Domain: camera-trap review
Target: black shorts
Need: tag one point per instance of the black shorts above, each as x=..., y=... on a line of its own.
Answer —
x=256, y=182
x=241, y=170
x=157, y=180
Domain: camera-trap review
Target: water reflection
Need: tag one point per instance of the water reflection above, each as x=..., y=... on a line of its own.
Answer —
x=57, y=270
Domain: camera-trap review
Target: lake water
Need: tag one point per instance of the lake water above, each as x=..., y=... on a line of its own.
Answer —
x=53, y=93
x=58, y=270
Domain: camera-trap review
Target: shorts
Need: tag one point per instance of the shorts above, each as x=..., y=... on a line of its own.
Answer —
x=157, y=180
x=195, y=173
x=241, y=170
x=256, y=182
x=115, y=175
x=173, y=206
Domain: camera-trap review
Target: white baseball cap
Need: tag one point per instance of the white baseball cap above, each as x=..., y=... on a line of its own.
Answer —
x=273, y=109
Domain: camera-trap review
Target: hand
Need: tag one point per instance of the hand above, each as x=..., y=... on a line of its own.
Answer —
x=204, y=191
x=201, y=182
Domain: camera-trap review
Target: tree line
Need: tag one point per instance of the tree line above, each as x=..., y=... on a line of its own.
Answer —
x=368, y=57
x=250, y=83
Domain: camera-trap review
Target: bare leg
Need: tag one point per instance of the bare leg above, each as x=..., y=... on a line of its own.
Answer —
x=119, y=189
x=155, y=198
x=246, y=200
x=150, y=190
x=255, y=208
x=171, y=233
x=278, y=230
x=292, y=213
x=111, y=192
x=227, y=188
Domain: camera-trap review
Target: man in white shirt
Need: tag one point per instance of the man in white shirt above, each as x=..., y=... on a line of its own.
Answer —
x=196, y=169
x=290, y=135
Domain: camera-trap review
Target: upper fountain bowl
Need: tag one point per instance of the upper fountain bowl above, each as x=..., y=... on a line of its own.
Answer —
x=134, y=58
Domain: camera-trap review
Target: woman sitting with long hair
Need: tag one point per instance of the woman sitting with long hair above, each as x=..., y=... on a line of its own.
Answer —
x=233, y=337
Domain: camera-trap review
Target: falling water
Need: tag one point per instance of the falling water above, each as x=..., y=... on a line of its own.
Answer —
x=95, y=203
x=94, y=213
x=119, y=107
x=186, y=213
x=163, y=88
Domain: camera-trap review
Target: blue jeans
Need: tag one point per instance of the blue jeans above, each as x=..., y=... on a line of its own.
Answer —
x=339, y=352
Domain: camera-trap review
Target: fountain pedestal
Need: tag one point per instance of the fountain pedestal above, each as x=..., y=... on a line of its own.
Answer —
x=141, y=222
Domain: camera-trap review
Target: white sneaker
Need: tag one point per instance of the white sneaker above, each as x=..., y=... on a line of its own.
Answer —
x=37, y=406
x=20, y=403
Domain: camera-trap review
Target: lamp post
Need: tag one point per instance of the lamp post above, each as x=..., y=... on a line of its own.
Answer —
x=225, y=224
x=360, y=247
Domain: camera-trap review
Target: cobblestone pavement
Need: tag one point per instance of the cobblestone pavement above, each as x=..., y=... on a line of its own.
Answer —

● ● ●

- **What the task asks**
Using the data above, return each line exactly as written.

- **Solution**
Domain: camera-trap review
Target: black shorts
Need: tag one point per instance of the black shorts above, each as x=..., y=... on a line of its own.
Answer —
x=256, y=182
x=241, y=170
x=157, y=180
Domain: camera-trap review
Target: water reflection
Need: tag one point per instance of the water reflection above, each as x=..., y=... on a line of its own.
Answer —
x=57, y=270
Domain: camera-trap review
Target: lake water
Need: tag one point per instance of the lake water above, each as x=..., y=... on a line of its own.
Answer —
x=53, y=93
x=58, y=270
Domain: camera-trap review
Target: shorts
Need: tag one point per instance of the shorts above, each as x=..., y=... on a line of its own.
Answer —
x=157, y=180
x=195, y=173
x=241, y=170
x=256, y=182
x=115, y=175
x=173, y=206
Domain: camera-trap review
Target: white baseball cap
Need: tag one point per instance of the white baseball cap above, each as x=..., y=... on a line of its own.
Answer —
x=273, y=109
Domain: camera-trap review
Target: hand
Need: tag one point per instance of the hand above, each as x=..., y=... on a line of its own.
Answer —
x=204, y=191
x=201, y=182
Domain: camera-trap review
Target: tree line
Need: tag one point per instance of the tree line above, each as x=..., y=... on a line of its own.
Answer —
x=368, y=57
x=250, y=83
Domain: camera-trap review
Target: bare leg
Need: tag one point per instance of the bare leg above, each as x=..., y=... on a line of its own.
Answer —
x=119, y=189
x=155, y=198
x=246, y=200
x=150, y=190
x=255, y=208
x=171, y=233
x=278, y=230
x=292, y=213
x=111, y=192
x=227, y=188
Domain: camera-trap review
Target: man in white shirt
Need: tag one point per instance of the man in white shirt above, each as x=..., y=... on a line of its own.
Answer —
x=196, y=169
x=290, y=135
Domain: camera-trap review
Target: upper fountain bowl
Need: tag one point per instance of the upper fountain bowl above, each as x=..., y=... on a line of its own.
Answer —
x=134, y=58
Domain: camera-trap review
Target: woman sitting with long hair
Need: tag one point per instance of the woman sitting with long hair above, each as x=..., y=... on a line of its own.
Answer —
x=233, y=337
Domain: camera-trap review
Target: falling water
Need: tag one point per instance of the falling water above, each as x=..., y=... on a line of its own.
Answer —
x=95, y=203
x=94, y=213
x=119, y=107
x=186, y=213
x=163, y=88
Domain: camera-trap review
Target: blue jeans
Need: tag one point per instance of the blue jeans above, each as x=..., y=... on a line of its own.
Answer —
x=339, y=352
Domain: camera-trap review
Target: fountain pedestal
Need: tag one point per instance of the fountain pedestal above, each as x=..., y=... on a line of its own.
Answer —
x=141, y=222
Domain: camera-trap review
Target: white sneaker
Need: tag one point per instance of the white sneaker above, each as x=..., y=... on a line of its own.
Answer —
x=37, y=406
x=20, y=403
Domain: camera-trap review
Target: lamp post
Need: tag one point per instance of the lamp post above, each as x=..., y=... on a line of its own.
Answer —
x=225, y=224
x=360, y=247
Domain: camera-trap review
Target: cobblestone pavement
Need: tag one point per instance of the cobblestone pavement above, each as x=..., y=... on a line of its own.
Answer —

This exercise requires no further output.